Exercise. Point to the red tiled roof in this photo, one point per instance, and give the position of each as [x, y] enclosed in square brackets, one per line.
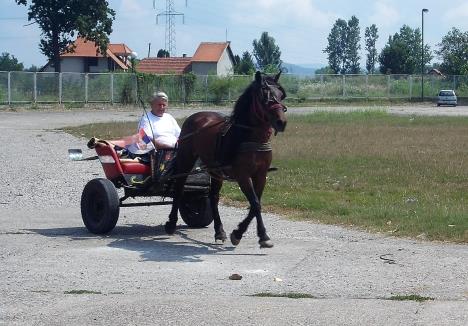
[84, 48]
[209, 51]
[119, 49]
[164, 65]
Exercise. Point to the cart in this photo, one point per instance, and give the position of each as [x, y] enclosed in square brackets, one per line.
[100, 201]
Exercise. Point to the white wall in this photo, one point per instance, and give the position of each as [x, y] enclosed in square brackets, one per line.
[225, 65]
[204, 68]
[101, 67]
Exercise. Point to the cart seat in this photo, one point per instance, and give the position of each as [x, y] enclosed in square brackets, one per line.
[134, 166]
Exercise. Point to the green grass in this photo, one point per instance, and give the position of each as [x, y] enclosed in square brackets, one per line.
[399, 175]
[411, 297]
[290, 295]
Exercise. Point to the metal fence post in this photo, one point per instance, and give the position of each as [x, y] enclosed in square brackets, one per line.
[9, 88]
[343, 84]
[411, 86]
[35, 87]
[86, 88]
[367, 86]
[112, 88]
[60, 87]
[206, 88]
[135, 84]
[388, 86]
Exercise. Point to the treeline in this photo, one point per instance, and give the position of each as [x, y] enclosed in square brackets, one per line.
[402, 54]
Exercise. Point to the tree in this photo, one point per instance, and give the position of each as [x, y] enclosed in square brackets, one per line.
[246, 65]
[33, 68]
[453, 51]
[352, 47]
[402, 53]
[325, 71]
[163, 53]
[10, 63]
[266, 52]
[371, 35]
[60, 20]
[343, 46]
[336, 45]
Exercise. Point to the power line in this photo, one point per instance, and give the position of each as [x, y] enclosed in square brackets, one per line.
[170, 34]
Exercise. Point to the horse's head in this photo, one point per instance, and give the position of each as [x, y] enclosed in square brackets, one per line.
[271, 95]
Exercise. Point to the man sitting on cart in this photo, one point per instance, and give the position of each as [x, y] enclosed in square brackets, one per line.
[157, 130]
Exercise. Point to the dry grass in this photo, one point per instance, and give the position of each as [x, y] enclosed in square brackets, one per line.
[404, 176]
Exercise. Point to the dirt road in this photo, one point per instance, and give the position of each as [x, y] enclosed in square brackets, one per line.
[53, 272]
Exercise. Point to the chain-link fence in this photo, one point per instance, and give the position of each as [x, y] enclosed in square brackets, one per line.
[46, 87]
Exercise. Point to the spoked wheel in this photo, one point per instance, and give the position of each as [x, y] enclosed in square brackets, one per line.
[195, 210]
[100, 206]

● ● ●

Recast all the rows above as a JSON list of strings with one string per line, skipping blank lines. Leave the picture out.

TASK RESPONSE →
[
  "Exercise. Point to the red tiled roof in this photo, one point per instance, and give the position of each as [x, y] enclosed in square brackets, one per line.",
  "[84, 48]",
  "[209, 51]",
  "[119, 49]",
  "[164, 65]",
  "Exercise. Point to the cart in this photo, one point per instance, and give the position of each as [x, y] enclosed in square brackets, one per line.",
  "[100, 201]",
  "Exercise. Point to the white wall in this photo, one point per instance, and give the position of each as [x, y] enclosed in square brackets, one per line.",
  "[225, 65]",
  "[204, 68]",
  "[101, 67]",
  "Exercise. Point to the cart seat in this photo, one point per instance, and give the position of each as [x, y] enclosed in square brackets, one per line.",
  "[134, 166]",
  "Exercise. Point to the green grass in this photo, one point per instance, and give the position of each as [x, y] enclosed in square brackets, one per line.",
  "[399, 175]",
  "[411, 297]",
  "[290, 295]",
  "Exercise. Point to the metal fence post in this photo, one point per instance, and give the position of each as [x, y] enclosed in square brackets, one per line.",
  "[9, 88]",
  "[343, 84]",
  "[411, 86]",
  "[35, 87]",
  "[86, 88]",
  "[367, 86]",
  "[112, 88]",
  "[60, 87]",
  "[206, 88]",
  "[135, 84]",
  "[388, 86]",
  "Exercise. Point to the treeline in this photo, one point per instance, and give the position of each as [x, y] enclosed in square brackets, one per line.",
  "[402, 54]",
  "Exercise. Point to the tree in this photo, one point per instance, and give the position of each as [x, y] enclosed in square brackets, one per line.",
  "[246, 65]",
  "[33, 68]",
  "[453, 51]",
  "[352, 47]",
  "[402, 53]",
  "[325, 71]",
  "[163, 53]",
  "[10, 63]",
  "[266, 52]",
  "[371, 35]",
  "[60, 20]",
  "[343, 46]",
  "[336, 45]",
  "Exercise. Point to the power line in this photo, one point per instance, and give the position of each as [x, y] enclosed in square brackets, one per line.",
  "[170, 34]",
  "Exercise. Point to the horse's head in this photo, one point per instance, and give the position of each as [x, y] enclosed in square brackets, one per line.",
  "[271, 95]",
  "Exercise. Point to the man sitting on cart in this photo, one point per instance, and give the position of each as [x, y] enclosed in square brackets, one per line.",
  "[157, 130]",
  "Exercise. Point to the dry grass in this photo, one point per instance, and give the position of each as [x, y] enclosed in square brackets, one per line.",
  "[404, 176]",
  "Exercise. Point to the dirt road in this photo, one point per instance, and give the position of each as [x, y] enclosed in square brackets, one per line.",
  "[53, 272]",
  "Exercise. Point to the chain-link fence in this photo, one point per instance, and give the position of each as [x, y] enclosed in square brackets, one per line.",
  "[46, 87]",
  "Exercise. Point to the spoked wheel in this photo, one point per instance, and give the position of each as [x, y] enclosed in square brackets, one per line.",
  "[195, 210]",
  "[100, 206]"
]